• **EXCERPTED TEXT**:
<<<<

Scientific classification
- Kingdom: Animalia
- Phylum: Chordata
- Class: Actinopterygii
- Order: Cypriniformes
- Family: Leptobarbidae
- Genus: Leptobarbus
- Species: L. melanopterus
- Binomial name: Leptobarbus melanopterus M. C. W. Weber & de Beaufort, 1916

= Leptobarbus melanopterus =

- Authority: M. C. W. Weber & de Beaufort, 1916
- Conservation status: NT

Species of fish

Leptobarbus melanopterus is a species of freshwater ray-finned fish belonging to the family Leptobarbidae, the cigar barbs. This fish is known only from the Kapuas River basin in Western Borneo. Locally it is called Jelawat pipi merah, when translated means Red Cheeked Sultan Fish, they are also called blood carp by aquarium hobbyists due to their vibrant red cheeks.

It is a high economic value fish for both commercial and collection purposes. However, the species has never been successfully cultured and fishermen still rely on the wild population.

>>>>

• **SUPPLIED ENTRIES**:
<<<<

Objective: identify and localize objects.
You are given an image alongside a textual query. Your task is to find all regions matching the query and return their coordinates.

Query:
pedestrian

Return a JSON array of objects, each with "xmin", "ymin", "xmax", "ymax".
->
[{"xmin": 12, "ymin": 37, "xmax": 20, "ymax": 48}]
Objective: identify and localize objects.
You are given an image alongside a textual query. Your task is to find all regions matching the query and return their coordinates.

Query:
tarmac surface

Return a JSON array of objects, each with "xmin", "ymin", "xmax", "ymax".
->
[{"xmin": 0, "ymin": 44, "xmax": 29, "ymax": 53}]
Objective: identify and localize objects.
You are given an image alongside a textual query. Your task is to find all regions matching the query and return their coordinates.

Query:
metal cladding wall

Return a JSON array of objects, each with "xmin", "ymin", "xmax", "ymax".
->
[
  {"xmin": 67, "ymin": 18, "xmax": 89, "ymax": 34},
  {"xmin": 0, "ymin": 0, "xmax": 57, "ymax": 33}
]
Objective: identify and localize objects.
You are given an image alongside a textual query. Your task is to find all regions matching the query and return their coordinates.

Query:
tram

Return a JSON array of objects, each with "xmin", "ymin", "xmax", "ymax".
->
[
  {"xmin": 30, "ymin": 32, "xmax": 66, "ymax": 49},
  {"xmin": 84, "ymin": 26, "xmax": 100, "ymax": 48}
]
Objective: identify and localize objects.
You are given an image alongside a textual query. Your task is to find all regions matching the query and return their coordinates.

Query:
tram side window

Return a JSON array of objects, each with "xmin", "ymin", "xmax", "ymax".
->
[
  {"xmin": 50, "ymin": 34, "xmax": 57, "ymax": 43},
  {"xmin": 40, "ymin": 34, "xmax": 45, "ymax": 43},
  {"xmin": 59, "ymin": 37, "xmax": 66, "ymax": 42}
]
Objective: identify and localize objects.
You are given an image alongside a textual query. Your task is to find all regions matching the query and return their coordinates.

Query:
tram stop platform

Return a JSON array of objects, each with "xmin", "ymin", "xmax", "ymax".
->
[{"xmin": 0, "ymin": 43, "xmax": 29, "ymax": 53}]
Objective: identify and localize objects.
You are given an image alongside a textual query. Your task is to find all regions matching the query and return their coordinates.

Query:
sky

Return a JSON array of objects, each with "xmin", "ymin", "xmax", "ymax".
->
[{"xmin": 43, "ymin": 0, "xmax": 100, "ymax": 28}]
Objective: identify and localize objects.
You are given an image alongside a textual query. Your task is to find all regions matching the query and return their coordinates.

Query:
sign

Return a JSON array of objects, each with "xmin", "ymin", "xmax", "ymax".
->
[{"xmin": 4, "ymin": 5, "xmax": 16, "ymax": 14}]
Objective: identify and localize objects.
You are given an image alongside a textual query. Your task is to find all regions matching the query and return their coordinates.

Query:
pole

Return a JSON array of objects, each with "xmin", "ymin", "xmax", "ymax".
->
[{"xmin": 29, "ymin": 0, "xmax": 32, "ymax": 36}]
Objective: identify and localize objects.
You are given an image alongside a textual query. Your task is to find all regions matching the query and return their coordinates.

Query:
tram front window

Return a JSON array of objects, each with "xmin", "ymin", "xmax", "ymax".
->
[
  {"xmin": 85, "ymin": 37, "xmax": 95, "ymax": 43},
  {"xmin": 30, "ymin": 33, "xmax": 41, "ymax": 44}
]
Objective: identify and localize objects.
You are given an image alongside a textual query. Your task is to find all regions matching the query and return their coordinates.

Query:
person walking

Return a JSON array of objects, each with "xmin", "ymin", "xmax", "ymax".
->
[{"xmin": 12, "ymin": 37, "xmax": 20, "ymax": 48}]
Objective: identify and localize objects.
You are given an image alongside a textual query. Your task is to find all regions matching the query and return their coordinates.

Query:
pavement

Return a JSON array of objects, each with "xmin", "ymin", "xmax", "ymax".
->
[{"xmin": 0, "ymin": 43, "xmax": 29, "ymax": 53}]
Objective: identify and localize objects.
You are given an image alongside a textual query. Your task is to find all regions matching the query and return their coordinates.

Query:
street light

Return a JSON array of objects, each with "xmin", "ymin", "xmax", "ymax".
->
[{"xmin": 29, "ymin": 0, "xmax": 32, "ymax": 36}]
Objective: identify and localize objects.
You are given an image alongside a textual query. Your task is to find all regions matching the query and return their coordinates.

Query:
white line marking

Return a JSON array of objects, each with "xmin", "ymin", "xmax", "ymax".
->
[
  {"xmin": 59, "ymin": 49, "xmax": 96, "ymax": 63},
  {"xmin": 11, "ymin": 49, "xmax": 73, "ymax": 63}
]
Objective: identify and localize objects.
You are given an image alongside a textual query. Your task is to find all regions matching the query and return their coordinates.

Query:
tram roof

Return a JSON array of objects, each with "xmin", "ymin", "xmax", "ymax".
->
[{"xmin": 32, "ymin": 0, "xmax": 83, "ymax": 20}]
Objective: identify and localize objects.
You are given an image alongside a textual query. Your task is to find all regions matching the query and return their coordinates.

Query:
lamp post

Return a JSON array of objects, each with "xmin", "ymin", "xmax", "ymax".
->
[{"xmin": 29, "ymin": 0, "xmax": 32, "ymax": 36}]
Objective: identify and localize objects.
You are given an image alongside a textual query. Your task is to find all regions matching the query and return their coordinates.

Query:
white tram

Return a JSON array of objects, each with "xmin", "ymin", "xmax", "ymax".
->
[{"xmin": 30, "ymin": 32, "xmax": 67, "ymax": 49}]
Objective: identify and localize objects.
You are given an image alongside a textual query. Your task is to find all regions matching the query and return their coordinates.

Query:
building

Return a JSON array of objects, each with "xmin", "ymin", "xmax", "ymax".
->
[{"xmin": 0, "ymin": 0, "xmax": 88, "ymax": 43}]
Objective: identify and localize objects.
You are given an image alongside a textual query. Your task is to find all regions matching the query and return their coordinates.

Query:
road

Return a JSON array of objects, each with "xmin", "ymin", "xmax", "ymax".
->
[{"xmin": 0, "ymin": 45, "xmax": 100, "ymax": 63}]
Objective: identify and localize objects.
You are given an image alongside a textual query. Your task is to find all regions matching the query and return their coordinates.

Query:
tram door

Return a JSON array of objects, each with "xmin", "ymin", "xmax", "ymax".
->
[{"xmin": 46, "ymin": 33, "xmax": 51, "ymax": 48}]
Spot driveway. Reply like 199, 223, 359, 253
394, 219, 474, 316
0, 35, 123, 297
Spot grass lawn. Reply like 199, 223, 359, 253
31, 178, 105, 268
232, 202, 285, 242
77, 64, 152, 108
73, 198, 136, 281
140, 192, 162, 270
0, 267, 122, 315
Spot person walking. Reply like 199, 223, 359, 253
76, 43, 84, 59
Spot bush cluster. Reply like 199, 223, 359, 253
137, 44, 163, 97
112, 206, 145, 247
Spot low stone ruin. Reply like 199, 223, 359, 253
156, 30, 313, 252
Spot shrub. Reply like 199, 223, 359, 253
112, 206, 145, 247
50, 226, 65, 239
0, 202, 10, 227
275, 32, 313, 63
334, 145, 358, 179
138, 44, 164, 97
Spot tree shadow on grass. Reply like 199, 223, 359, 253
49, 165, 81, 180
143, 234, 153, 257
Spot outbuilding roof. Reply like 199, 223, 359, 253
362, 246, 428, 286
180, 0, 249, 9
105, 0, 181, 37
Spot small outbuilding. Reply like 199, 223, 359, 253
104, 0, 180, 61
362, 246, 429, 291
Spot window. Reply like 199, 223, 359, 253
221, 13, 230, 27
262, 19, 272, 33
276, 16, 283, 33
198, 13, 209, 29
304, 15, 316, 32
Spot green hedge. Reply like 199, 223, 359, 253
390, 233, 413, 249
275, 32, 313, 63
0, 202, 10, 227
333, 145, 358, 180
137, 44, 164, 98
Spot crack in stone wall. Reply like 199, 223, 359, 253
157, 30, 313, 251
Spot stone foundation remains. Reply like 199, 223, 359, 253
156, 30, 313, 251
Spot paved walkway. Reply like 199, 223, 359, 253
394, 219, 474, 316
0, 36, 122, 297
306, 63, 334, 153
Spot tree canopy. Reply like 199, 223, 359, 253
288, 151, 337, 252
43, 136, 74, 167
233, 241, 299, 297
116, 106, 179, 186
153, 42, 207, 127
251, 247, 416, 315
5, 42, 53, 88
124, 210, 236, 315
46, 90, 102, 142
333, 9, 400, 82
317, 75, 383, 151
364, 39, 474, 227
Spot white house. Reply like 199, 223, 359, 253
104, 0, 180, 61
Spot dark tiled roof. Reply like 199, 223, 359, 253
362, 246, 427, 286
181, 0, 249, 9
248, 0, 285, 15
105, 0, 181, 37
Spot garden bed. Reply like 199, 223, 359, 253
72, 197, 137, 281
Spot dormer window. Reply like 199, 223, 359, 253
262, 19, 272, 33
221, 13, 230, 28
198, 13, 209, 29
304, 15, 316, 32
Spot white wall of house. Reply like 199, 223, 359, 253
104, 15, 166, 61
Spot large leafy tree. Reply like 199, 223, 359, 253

>>>>

Copy out the entire Leptobarbus melanopterus text word for word.

Scientific classification
- Kingdom: Animalia
- Phylum: Chordata
- Class: Actinopterygii
- Order: Cypriniformes
- Family: Leptobarbidae
- Genus: Leptobarbus
- Species: L. melanopterus
- Binomial name: Leptobarbus melanopterus M. C. W. Weber & de Beaufort, 1916

= Leptobarbus melanopterus =

- Authority: M. C. W. Weber & de Beaufort, 1916
- Conservation status: NT

Species of fish

Leptobarbus melanopterus is a species of freshwater ray-finned fish belonging to the family Leptobarbidae, the cigar barbs. This fish is known only from the Kapuas River basin in Western Borneo. Locally it is called Jelawat pipi merah, when translated means Red Cheeked Sultan Fish, they are also called blood carp by aquarium hobbyists due to their vibrant red cheeks.

It is a high economic value fish for both commercial and collection purposes. However, the species has never been successfully cultured and fishermen still rely on the wild population.